▶ _DESCRIPTION OF THE TASK_
Leaving out all pictures, reproduce the entries below exactly, from the first line through the line that contains "positive clicks: (179, 118)".

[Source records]
*** Block opens ***

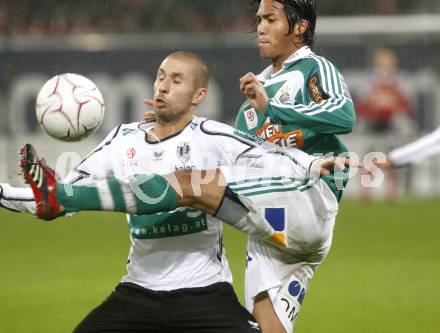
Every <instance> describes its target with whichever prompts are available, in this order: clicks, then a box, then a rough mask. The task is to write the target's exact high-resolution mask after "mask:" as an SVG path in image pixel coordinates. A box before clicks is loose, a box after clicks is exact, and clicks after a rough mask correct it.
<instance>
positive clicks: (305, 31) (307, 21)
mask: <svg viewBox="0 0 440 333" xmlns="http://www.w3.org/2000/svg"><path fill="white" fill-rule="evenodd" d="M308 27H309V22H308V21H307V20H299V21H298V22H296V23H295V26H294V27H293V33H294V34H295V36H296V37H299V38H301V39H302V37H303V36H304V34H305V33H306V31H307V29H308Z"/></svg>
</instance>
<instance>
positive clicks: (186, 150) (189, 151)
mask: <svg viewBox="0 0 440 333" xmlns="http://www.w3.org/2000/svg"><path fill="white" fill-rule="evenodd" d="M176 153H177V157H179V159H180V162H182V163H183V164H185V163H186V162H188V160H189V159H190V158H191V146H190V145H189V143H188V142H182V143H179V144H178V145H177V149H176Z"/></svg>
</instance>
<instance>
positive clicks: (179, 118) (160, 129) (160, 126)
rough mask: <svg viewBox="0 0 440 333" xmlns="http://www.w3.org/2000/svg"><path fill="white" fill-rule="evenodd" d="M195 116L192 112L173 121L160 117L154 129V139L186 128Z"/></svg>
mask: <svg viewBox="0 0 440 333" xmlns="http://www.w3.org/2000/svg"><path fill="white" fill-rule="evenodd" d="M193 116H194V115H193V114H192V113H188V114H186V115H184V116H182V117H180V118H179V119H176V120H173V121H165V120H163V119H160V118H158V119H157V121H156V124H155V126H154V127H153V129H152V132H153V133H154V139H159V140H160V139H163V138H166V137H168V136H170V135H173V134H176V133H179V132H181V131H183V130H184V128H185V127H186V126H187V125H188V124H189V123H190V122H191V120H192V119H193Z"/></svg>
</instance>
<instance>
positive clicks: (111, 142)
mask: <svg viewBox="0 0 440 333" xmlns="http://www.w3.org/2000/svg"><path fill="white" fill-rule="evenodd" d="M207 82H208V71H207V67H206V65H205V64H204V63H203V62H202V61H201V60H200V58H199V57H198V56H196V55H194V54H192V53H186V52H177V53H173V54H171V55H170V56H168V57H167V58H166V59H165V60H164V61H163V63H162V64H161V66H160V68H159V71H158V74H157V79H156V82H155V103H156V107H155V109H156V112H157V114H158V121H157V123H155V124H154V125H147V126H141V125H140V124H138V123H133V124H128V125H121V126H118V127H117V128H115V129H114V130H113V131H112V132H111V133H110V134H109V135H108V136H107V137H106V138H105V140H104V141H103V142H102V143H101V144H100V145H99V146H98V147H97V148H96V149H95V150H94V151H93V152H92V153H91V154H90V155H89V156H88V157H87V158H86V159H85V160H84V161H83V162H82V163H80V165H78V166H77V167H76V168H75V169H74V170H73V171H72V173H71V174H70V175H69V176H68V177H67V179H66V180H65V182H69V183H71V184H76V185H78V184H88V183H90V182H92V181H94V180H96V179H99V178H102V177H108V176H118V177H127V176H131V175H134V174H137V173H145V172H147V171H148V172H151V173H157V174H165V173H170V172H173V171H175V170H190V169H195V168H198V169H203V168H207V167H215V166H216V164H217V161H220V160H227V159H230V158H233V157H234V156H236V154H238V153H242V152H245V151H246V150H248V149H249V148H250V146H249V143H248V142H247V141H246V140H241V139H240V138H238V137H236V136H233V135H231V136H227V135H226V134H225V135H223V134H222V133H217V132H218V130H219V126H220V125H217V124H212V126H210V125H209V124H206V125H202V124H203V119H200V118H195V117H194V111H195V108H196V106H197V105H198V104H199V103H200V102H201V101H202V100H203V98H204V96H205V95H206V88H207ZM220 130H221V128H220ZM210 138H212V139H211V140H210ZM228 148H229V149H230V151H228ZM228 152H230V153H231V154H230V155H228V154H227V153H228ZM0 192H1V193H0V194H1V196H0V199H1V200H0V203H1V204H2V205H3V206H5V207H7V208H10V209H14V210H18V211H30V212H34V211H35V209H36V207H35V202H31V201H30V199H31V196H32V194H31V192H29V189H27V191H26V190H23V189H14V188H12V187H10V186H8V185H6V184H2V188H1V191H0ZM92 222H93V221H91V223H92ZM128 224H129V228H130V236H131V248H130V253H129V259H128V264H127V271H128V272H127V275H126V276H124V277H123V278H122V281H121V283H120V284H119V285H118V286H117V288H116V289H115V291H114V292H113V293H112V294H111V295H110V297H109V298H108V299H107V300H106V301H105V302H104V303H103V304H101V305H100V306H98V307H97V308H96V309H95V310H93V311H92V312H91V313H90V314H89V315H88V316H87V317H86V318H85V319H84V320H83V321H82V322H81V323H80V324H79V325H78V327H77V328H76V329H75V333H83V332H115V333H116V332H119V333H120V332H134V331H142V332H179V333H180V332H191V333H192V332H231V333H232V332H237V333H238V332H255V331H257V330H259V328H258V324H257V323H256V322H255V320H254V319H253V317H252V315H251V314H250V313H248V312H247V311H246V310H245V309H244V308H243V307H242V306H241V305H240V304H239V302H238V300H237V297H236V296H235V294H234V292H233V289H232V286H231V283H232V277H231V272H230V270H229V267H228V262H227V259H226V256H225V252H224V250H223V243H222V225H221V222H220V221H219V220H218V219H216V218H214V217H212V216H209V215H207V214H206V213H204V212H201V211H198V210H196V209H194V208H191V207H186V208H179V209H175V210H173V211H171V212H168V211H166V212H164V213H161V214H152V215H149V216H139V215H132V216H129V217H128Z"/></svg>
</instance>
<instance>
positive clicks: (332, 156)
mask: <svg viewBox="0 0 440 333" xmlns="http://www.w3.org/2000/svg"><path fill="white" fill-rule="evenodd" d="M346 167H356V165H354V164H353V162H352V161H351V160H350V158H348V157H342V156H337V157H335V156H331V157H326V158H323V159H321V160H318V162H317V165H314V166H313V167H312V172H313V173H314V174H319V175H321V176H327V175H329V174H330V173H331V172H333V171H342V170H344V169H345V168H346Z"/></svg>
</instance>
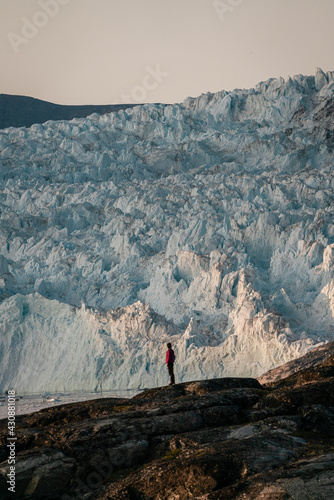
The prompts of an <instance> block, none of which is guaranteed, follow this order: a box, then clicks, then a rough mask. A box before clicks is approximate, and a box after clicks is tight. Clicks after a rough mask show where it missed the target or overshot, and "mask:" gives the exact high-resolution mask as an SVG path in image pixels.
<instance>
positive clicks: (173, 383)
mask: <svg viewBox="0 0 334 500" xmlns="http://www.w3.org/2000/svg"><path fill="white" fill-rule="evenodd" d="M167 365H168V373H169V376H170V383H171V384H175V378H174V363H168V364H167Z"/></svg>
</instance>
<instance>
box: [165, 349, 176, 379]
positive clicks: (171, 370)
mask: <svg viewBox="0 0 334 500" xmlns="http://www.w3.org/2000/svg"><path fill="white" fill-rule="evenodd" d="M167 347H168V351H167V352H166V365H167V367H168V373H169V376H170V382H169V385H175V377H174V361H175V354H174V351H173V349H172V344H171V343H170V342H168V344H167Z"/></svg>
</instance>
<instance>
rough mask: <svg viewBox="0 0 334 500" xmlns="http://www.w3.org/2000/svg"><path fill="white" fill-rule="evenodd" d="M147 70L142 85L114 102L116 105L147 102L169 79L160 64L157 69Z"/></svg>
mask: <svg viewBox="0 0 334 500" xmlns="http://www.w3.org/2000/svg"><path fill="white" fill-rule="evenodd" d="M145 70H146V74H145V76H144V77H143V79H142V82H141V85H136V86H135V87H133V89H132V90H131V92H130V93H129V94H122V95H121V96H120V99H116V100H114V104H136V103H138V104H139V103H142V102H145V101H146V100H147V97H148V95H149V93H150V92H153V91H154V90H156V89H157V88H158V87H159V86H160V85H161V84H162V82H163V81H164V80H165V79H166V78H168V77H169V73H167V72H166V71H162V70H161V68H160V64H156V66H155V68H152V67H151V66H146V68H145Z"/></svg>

*** Block closes ***

▶ _FINISHED TASK_
Every <instance> describes its target with whichever prompts are available, in this order: clicks, then a box, then a rough mask. The task is to write the target's exact high-resolution mask after "mask:" as an SVG path in image pixel coordinates. A box before clicks is loose, a box after clicks is exact, and clicks after a rough mask correct it.
<instance>
positive clicks: (305, 31) (307, 21)
mask: <svg viewBox="0 0 440 333" xmlns="http://www.w3.org/2000/svg"><path fill="white" fill-rule="evenodd" d="M308 27H309V22H308V21H307V20H299V21H298V22H296V23H295V26H294V27H293V33H294V34H295V36H296V37H299V38H301V39H302V37H303V36H304V34H305V33H306V31H307V29H308Z"/></svg>
</instance>
<instance>
positive clicks: (186, 150) (189, 151)
mask: <svg viewBox="0 0 440 333" xmlns="http://www.w3.org/2000/svg"><path fill="white" fill-rule="evenodd" d="M176 153H177V157H179V159H180V162H182V163H183V164H185V163H186V162H188V160H189V159H190V158H191V146H190V145H189V143H188V142H182V143H179V144H178V145H177V149H176Z"/></svg>
</instance>
<instance>
positive clicks: (179, 118) (160, 129) (160, 126)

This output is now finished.